EXTRACTED TEXT:
######
Course registration challenges are not a new problem. For as long as there have been students, there’s been the stress of signing up for courses — figuring out when your registration window opens, and setting alarms and reminders to ensure you log in and pick out your classes before anyone else.
Not all students are lucky enough to get the classes they need, an issue that can be more prevalent at public institutions due to budget constraints and lack of faculty.
In the age of artificial intelligence and ever-advancing technology, these complications should be a thing of the past. And they are for universities that connect the siloed data, utilize course sharing or remove students from the registration process entirely.
DISCOVER: CDW’s latest research report outlines how technology is eliminating friction.
The Consequences of Course Shutouts
Being unable to register for a desired class isn’t merely a disappointment; it also can delay graduation, which increases the cost of education and results in a loss of wages. A 2025 study by scholars at Purdue University and Brigham Young University found that when students are unable to register for needed courses — a concept known as course shutouts — it “reduces the probability that a student ever takes any course in the corresponding subject by 30%.” Female students are affected more so by a reduced cumulative GPA and decreased likelihood of majoring in STEM, the researchers found.
“First-year students who are initially shut out from a course are 35 percentage points less likely to ever complete the course and 25 percentage points less likely to take a course in the same subject,” the National Bureau of Economic Research working paper states.
Looking specifically at the two-year college setting, the consequences of course shutouts are even more dire: “Students shut out of a course are 22-28% more likely to take zero courses that term,” finds 2021 research by faculty at Princeton University and UCLA.
How Universities Are Using Technology as a Solution
To solve a lack of availability and to reach more students, some universities have turned to course sharing at their satellite campuses or offering virtual options. For example, the Pennsylvania State System of Higher Education, which has 14 campuses, has begun a pilot program that will allow students to take “advanced or specialized courses from other PASSHE universities without leaving their home campus,” explains a 2025 press release.
######
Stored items
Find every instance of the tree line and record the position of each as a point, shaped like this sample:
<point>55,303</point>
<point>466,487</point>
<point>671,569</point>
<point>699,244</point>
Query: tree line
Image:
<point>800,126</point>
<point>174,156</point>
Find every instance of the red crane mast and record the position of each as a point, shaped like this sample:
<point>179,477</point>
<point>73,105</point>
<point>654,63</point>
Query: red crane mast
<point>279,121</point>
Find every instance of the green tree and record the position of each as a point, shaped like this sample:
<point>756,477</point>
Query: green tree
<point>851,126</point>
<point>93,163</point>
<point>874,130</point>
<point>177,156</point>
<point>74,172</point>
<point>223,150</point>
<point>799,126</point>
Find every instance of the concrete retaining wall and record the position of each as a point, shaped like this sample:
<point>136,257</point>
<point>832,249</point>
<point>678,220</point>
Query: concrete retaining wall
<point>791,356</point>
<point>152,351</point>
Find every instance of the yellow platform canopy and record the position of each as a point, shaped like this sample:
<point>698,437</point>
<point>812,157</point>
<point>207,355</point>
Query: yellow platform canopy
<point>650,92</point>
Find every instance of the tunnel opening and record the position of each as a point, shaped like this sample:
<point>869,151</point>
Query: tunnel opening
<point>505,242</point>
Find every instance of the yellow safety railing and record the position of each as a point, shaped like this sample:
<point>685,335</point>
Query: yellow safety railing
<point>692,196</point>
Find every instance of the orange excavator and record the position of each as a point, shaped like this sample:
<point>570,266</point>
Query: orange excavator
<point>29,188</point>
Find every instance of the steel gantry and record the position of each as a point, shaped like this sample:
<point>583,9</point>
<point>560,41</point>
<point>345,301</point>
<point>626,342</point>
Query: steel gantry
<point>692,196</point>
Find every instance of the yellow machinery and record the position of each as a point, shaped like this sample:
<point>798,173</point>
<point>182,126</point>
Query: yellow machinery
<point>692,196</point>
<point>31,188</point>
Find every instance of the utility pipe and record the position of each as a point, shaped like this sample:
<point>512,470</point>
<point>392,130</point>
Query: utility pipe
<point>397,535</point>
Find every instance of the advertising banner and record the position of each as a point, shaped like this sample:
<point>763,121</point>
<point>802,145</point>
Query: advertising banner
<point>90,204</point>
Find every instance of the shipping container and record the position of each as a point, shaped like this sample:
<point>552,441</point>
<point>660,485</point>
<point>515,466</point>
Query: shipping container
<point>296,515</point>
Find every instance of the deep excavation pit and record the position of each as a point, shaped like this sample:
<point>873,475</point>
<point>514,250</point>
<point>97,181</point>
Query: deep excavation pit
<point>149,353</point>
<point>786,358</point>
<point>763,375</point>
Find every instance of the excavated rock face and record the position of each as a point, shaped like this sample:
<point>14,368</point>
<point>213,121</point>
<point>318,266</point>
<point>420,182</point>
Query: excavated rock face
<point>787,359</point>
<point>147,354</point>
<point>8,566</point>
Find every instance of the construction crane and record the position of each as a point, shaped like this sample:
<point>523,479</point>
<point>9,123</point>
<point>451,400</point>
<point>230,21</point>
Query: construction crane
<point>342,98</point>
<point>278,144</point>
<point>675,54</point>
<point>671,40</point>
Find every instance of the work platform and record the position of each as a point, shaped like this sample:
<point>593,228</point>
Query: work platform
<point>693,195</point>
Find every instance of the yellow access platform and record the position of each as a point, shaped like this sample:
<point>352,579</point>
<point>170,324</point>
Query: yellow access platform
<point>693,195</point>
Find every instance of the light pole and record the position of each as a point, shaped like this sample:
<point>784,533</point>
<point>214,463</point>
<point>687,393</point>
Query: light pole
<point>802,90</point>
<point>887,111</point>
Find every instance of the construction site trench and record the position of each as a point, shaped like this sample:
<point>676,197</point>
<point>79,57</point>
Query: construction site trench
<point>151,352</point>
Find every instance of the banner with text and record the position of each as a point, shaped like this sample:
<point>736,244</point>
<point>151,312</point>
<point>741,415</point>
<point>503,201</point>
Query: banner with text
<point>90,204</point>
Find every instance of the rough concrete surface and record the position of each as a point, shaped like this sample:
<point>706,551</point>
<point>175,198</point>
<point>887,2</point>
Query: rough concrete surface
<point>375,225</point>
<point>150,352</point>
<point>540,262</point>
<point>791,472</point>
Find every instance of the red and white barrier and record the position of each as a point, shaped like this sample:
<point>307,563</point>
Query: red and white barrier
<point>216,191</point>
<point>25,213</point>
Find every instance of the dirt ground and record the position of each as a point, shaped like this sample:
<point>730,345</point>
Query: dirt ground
######
TASKS FOR THIS EXERCISE:
- A) According to the course registration article, how many campuses does the Pennsylvania State System of Higher Education have?
- B) Summarize the course registration article in two sentences.

RESPONSE LIST:
- A) 14

- B) Course shutouts, where students cannot register for classes they need, can delay graduation, increase the cost of education and make students less likely ever to take a course in that subject. To reach more students, some universities are turning to course sharing or virtual options, such as a Pennsylvania State System of Higher Education pilot that lets students take courses from other PASSHE universities without leaving their home campus.